* Start Text excerpt *
Sansa Stark’s Story is Still Relevant: Here’s Why

words by michaela bell
artwork by cheyenne bholla

Like most mega-fans of HBO’s Game of Thrones, after the series finale ended, I promptly vowed to hate the show forever. From rushed plots to the destruction of beloved character arcs to unanswered questions—it was a little heartbreaking to see what was once so prominent in pop culture crumble in on itself and quite literally disappear from it altogether. While I’m all for banishing poor writing and eternal unanswered questions from my mind, what I can’t seem to let go of is one particular storyline. One which seemed to come out unscathed—and in fact seemed almost more central to the end of the plot than the Mother of Dragons’ and the secret Prince of Westeros’ themselves. 

Sansa Stark’s. 

She was one of the show’s most hated figures, and in my eyes the most important. Let’s start with a question. 

Why was child-turned-teenaged Sansa so despised by the mainly adult audience of the show? 

She was no Joffrey Baratheon, or Ramsay Bolton, or Cersei Lannister— the most reviled villains of the show. In fact, Sansa stood across from those villains for much of the show’s run, and was often the victim of their violence. Why, as a young girl written to win her own throne in the end, was she so hated? Is it simple enough to call it misogyny? 

She was instructed from a young age to be polite, dutiful, and loyal to the men in and above her station in life. And she listened—the audacity.

Sansa first appeared in Game of Thrones as a child. The show changed the age of many of its characters to fit the violence of the plot, shifting Sansa’s age from 11 to 13. This maintains the fact that she was still very much a child at the beginning of her harrowing tale. What I believe made so many fans dislike her from the beginning was the fact that she was very real in a land of fantasy. Like many 13-year-olds, she wanted to fit in, she was annoyed by her embarrassing little sister and she believed in the fairy tales she had been told. She was instructed from a young age to be polite, dutiful, and loyal to the men in and above her station in life. And she listened—the audacity.
* End Text excerpt *
Stated exercise 1:
Set down the Sansa Stark essay word for word, everything from "She was no Joffrey" down to "call it misogyny?".
* Start Task input *
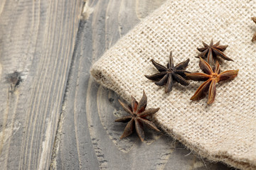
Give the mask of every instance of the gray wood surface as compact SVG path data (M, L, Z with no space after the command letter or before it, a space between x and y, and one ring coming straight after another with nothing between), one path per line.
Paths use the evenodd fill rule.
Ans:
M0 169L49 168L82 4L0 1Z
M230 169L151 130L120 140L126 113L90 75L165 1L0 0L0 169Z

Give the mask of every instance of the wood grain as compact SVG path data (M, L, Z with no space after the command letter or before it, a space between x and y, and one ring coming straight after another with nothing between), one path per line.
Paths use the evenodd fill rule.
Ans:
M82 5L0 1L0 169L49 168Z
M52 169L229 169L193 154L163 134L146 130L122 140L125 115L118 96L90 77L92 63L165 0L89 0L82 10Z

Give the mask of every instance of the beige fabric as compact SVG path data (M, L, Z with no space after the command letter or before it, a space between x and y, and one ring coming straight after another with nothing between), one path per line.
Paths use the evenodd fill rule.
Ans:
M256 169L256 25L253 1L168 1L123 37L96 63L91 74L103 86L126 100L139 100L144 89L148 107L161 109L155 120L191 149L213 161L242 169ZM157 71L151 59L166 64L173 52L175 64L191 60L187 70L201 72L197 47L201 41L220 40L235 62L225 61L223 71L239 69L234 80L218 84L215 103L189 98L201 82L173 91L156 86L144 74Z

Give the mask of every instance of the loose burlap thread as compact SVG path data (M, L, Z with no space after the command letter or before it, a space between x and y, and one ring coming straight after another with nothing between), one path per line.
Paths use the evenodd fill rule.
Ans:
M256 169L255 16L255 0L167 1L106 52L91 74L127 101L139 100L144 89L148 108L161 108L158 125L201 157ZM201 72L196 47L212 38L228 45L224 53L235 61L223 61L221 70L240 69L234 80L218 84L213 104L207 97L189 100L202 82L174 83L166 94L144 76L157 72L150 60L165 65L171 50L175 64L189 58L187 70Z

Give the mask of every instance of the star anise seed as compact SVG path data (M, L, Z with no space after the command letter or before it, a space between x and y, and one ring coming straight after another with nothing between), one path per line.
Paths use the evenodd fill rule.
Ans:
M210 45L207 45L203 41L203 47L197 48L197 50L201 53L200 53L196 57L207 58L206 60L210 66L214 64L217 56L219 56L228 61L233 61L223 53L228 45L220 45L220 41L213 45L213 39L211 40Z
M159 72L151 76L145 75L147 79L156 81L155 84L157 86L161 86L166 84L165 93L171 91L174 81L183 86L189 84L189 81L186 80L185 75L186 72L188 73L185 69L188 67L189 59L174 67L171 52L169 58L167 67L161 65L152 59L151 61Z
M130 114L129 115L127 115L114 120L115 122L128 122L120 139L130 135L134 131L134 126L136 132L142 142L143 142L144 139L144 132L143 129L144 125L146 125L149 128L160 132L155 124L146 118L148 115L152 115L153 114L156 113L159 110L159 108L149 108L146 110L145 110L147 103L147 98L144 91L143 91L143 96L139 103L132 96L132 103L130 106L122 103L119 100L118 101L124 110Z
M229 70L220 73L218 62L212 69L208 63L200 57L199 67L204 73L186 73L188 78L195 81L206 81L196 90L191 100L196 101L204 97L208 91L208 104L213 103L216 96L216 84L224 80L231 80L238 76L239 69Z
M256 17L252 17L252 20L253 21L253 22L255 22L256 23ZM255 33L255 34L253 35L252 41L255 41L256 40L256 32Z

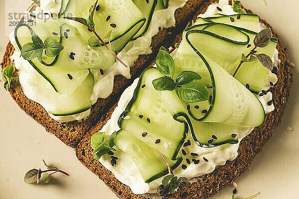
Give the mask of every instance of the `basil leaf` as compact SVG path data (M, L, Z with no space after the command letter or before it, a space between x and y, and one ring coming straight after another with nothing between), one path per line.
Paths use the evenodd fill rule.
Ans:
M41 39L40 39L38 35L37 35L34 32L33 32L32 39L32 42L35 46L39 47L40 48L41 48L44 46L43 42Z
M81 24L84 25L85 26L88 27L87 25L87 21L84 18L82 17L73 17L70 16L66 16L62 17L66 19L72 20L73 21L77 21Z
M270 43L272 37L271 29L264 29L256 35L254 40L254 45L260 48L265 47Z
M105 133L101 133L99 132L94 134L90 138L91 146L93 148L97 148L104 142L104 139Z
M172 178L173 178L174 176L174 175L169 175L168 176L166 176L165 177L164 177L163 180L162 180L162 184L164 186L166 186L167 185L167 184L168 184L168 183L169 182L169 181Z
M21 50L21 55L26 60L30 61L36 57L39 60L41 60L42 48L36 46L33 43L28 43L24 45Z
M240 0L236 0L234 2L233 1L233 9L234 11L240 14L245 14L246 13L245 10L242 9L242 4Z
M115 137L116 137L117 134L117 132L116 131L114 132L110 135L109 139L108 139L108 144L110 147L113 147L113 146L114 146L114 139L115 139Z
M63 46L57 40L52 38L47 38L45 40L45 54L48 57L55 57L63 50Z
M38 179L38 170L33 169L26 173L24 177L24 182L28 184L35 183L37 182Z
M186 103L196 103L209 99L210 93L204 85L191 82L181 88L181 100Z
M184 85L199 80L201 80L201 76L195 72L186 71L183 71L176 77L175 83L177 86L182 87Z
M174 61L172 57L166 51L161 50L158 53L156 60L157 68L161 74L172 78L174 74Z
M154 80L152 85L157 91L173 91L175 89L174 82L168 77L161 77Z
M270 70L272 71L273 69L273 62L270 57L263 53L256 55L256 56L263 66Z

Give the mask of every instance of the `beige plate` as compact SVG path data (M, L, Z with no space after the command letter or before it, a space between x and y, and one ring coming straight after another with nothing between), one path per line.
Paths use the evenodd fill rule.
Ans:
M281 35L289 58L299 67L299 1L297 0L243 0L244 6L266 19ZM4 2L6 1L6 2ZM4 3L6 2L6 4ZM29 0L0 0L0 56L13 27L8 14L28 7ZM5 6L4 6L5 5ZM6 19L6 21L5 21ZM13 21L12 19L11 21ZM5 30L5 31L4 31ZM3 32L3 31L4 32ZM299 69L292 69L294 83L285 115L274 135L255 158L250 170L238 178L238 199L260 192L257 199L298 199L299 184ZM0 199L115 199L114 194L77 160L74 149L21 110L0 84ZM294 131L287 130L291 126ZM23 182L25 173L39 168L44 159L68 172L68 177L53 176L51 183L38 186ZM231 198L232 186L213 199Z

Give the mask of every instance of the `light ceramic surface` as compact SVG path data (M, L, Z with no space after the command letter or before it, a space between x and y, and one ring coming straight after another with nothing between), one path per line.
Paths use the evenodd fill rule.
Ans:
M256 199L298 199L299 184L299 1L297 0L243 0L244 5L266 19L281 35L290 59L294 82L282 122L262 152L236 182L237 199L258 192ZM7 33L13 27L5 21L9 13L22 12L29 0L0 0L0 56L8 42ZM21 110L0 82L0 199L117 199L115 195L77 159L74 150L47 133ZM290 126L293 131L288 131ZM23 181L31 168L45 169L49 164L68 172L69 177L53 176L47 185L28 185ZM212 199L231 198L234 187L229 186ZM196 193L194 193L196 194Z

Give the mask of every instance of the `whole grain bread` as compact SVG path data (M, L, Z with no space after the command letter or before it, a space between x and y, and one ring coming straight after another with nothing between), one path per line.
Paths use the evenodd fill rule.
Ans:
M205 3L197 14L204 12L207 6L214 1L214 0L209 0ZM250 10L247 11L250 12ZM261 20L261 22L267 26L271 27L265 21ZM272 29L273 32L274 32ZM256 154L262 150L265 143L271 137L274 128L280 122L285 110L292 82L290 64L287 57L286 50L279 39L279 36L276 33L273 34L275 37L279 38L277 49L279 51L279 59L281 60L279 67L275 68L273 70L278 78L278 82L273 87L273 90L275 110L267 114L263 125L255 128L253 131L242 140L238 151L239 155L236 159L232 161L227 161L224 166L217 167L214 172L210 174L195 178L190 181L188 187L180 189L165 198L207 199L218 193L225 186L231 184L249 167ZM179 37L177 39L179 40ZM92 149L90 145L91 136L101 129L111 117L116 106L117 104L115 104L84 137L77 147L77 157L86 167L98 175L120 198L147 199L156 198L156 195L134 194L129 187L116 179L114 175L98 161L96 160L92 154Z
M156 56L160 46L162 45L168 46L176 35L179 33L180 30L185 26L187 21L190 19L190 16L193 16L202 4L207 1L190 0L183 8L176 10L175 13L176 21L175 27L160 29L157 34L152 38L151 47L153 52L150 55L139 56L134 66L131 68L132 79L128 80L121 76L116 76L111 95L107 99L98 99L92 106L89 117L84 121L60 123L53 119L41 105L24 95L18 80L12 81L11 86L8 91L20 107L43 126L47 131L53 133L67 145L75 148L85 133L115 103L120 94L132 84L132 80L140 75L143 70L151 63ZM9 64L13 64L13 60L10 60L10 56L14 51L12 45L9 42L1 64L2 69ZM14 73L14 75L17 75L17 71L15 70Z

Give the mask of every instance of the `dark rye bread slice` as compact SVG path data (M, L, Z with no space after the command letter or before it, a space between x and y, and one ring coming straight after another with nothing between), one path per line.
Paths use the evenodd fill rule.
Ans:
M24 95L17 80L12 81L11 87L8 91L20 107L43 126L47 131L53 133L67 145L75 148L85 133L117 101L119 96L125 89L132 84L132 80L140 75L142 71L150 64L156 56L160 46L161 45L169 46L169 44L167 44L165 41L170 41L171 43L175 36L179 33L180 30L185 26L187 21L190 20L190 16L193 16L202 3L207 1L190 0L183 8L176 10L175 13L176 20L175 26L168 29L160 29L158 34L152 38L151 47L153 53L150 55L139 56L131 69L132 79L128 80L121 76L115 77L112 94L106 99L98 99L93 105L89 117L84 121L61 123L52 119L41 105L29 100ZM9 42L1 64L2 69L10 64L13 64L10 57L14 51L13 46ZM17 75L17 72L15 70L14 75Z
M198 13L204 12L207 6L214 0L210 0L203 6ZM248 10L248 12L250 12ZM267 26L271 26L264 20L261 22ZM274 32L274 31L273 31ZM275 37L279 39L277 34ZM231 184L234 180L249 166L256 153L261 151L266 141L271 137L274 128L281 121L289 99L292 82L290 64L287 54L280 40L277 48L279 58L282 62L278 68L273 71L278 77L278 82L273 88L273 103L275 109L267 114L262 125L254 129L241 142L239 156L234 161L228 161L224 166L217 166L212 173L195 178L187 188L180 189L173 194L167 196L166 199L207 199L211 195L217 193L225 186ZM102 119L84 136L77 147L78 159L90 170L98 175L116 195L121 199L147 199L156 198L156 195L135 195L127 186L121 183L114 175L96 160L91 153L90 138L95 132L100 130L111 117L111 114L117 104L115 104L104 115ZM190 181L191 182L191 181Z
* End Task input *
Stated exercise 2:
Please select every line of the records containing the word "wood", treating case as significant.

Expected output 1:
She was no Joffrey Baratheon, or Ramsay Bolton, or Cersei Lannister— the most reviled villains of the show. In fact, Sansa stood across from those villains for much of the show’s run, and was often the victim of their violence. Why, as a young girl written to win her own throne in the end, was she so hated? Is it simple enough to call it misogyny?

Expected output 2:
Give the mask of every instance of the gray wood surface as compact SVG path data (M, L, Z with no space after the command letter or before it, a space between x and y, and one ring coming straight after another with nothing between), one path per line.
Give the mask of every instance of the wood grain as compact SVG path data (M, L, Z with no space after the command letter or before it, a space between x and y, and one ring coming straight after another with nothing between), one path per line.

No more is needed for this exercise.